## What is expected
List every line of the material below that contains the string "white". Case counts, so treat uppercase and lowercase letters as different.

## Supplied data
=-=-=

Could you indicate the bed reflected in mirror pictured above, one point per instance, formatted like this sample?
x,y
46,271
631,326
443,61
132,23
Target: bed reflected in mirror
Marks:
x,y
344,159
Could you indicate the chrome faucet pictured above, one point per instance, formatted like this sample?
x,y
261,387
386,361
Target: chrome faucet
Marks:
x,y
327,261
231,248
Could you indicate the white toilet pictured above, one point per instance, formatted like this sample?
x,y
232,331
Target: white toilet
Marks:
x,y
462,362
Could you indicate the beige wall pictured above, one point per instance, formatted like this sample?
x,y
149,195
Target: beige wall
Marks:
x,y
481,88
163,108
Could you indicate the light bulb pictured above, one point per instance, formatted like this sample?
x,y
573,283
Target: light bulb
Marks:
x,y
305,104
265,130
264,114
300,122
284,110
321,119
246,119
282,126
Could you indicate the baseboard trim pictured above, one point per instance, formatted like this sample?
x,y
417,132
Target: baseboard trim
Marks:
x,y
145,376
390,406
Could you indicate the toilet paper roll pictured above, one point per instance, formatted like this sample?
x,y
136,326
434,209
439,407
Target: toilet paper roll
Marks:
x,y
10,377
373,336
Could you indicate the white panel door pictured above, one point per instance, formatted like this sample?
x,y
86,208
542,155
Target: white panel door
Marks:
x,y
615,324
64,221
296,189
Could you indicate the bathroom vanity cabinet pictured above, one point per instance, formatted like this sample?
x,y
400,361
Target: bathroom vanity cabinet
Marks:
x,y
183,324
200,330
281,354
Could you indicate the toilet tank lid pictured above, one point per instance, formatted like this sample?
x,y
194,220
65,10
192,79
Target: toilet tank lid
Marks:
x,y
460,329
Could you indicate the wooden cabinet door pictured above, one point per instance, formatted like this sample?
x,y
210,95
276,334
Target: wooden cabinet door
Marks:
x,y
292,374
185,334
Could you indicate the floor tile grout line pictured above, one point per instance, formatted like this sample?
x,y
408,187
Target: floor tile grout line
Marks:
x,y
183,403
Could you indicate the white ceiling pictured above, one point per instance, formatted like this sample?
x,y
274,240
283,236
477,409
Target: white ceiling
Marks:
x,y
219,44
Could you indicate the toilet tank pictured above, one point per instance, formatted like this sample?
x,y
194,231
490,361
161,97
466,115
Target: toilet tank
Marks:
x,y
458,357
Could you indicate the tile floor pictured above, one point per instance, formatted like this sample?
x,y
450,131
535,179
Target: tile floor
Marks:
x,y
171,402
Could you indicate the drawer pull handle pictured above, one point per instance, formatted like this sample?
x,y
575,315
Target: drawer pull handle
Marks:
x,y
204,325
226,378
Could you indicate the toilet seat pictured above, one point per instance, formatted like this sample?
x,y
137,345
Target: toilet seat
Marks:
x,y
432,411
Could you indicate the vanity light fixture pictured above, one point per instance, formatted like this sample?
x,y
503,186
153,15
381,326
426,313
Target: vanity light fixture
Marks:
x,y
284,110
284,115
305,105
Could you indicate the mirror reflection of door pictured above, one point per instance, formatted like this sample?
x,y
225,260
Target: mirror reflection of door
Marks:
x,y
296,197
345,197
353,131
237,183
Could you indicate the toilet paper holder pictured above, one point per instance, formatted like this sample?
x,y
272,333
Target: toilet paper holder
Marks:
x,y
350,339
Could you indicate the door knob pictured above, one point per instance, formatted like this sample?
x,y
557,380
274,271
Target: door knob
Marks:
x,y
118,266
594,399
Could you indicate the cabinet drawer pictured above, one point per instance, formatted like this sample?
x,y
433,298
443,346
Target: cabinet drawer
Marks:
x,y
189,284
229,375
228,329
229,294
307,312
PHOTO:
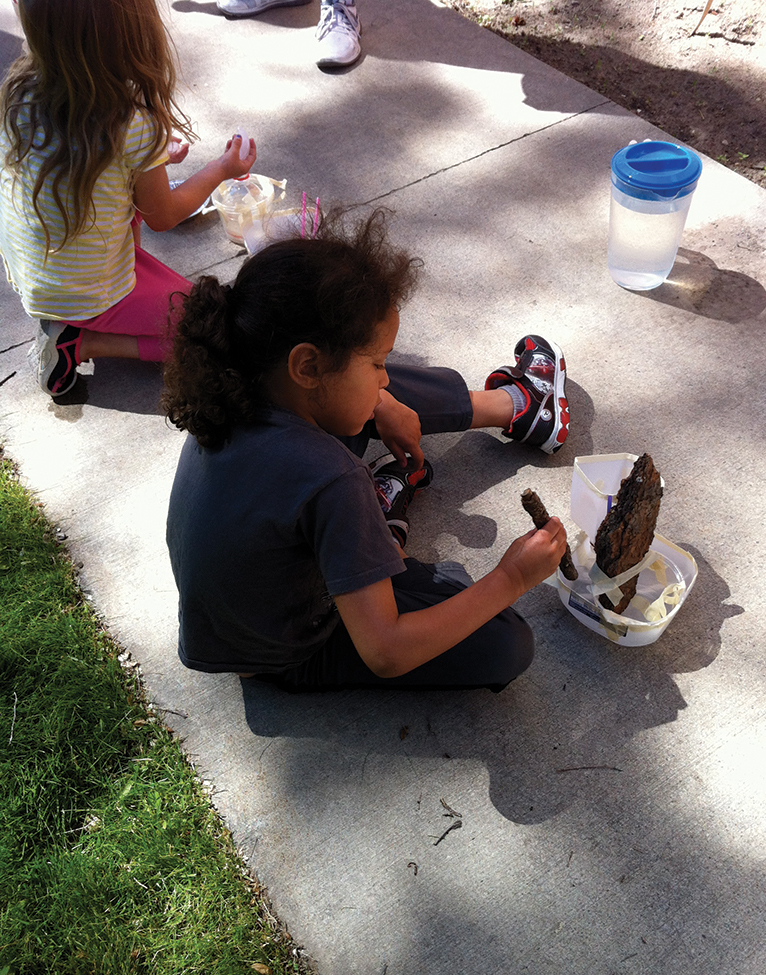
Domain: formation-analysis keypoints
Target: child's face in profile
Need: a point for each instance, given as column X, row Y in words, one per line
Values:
column 350, row 396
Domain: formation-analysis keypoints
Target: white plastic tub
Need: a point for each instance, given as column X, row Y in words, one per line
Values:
column 663, row 584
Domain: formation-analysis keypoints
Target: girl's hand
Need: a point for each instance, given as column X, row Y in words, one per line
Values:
column 177, row 150
column 534, row 556
column 399, row 428
column 231, row 163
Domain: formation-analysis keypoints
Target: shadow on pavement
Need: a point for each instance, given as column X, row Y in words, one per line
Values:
column 698, row 285
column 557, row 735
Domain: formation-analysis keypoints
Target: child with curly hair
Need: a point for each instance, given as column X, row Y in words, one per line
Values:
column 287, row 549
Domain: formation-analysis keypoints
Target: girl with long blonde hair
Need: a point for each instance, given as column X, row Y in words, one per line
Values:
column 88, row 122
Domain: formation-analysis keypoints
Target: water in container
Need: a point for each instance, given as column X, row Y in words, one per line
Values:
column 652, row 186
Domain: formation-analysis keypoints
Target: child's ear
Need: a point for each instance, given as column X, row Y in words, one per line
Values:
column 304, row 365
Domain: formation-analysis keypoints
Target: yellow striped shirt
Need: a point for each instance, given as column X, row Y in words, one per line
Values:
column 95, row 269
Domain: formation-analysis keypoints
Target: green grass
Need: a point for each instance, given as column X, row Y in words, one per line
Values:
column 112, row 859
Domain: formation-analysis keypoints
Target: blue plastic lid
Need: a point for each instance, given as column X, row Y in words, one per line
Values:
column 656, row 170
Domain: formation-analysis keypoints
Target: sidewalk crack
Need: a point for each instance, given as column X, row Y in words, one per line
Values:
column 478, row 155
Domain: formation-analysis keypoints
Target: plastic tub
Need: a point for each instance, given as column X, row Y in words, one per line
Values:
column 663, row 584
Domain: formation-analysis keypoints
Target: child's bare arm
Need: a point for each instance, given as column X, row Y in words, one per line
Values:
column 163, row 208
column 399, row 428
column 392, row 644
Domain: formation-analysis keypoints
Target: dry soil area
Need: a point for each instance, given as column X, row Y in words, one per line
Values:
column 706, row 87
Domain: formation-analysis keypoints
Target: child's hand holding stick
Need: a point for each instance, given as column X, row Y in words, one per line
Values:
column 536, row 509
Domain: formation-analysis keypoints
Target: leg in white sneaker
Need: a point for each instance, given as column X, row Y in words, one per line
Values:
column 338, row 34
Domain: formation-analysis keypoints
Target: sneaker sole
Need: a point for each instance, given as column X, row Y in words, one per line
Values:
column 262, row 10
column 377, row 465
column 338, row 62
column 561, row 413
column 44, row 357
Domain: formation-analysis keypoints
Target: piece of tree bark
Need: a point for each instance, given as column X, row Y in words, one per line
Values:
column 625, row 535
column 536, row 510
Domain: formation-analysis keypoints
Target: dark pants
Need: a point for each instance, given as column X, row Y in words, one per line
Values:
column 490, row 657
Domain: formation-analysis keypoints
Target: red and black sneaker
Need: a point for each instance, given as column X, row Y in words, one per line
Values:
column 395, row 487
column 540, row 375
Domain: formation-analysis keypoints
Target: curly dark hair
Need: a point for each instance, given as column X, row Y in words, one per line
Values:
column 331, row 290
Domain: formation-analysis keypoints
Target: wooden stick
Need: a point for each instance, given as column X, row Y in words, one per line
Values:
column 536, row 510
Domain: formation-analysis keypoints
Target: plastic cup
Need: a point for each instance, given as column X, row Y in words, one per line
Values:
column 652, row 186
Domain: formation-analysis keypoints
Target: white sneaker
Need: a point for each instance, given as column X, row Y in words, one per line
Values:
column 246, row 8
column 338, row 34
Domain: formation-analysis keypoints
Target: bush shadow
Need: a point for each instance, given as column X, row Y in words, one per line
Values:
column 696, row 284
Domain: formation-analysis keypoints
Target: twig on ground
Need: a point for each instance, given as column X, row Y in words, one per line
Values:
column 705, row 12
column 456, row 825
column 13, row 722
column 450, row 811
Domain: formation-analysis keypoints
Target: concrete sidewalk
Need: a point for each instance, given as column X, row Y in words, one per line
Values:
column 611, row 799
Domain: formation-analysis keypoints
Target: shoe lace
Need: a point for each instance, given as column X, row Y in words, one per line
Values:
column 336, row 17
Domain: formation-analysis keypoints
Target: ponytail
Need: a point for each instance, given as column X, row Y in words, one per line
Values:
column 331, row 290
column 205, row 391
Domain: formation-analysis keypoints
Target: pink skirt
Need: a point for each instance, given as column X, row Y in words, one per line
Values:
column 149, row 311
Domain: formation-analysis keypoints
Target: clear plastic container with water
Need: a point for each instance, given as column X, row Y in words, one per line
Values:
column 652, row 187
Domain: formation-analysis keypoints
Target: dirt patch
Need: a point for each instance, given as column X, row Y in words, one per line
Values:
column 707, row 88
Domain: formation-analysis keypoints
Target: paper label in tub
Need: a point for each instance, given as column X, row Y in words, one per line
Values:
column 590, row 610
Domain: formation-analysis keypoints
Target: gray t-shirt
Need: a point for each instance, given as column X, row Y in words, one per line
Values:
column 262, row 534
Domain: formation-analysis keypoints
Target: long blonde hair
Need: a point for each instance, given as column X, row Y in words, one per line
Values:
column 91, row 65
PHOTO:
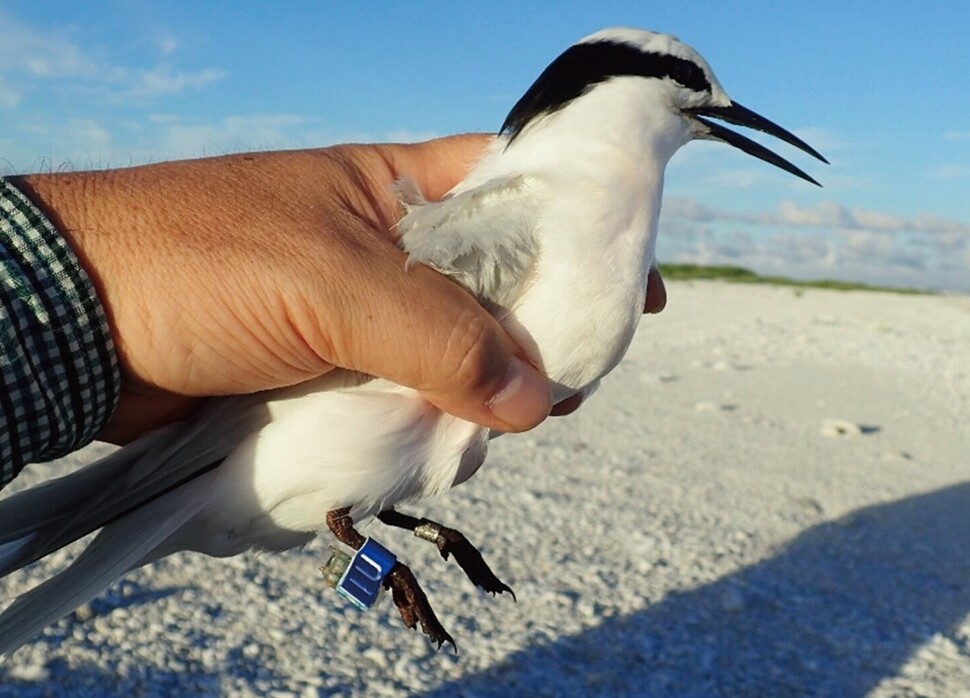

=-=-=

## Answer below
Could you indicate the white toilet pictured above, one point per instance, formatted like this sample?
Target: white toilet
Could you indicate the white panel door pictured above, one point per instance, formatted like this sample?
Target: white panel door
Could you indicate the white ceiling pictured above, one point per instance, formatted like this sample?
Target: white ceiling
Target: white plastic tub
Target: leg in white sneaker
Target: white sneaker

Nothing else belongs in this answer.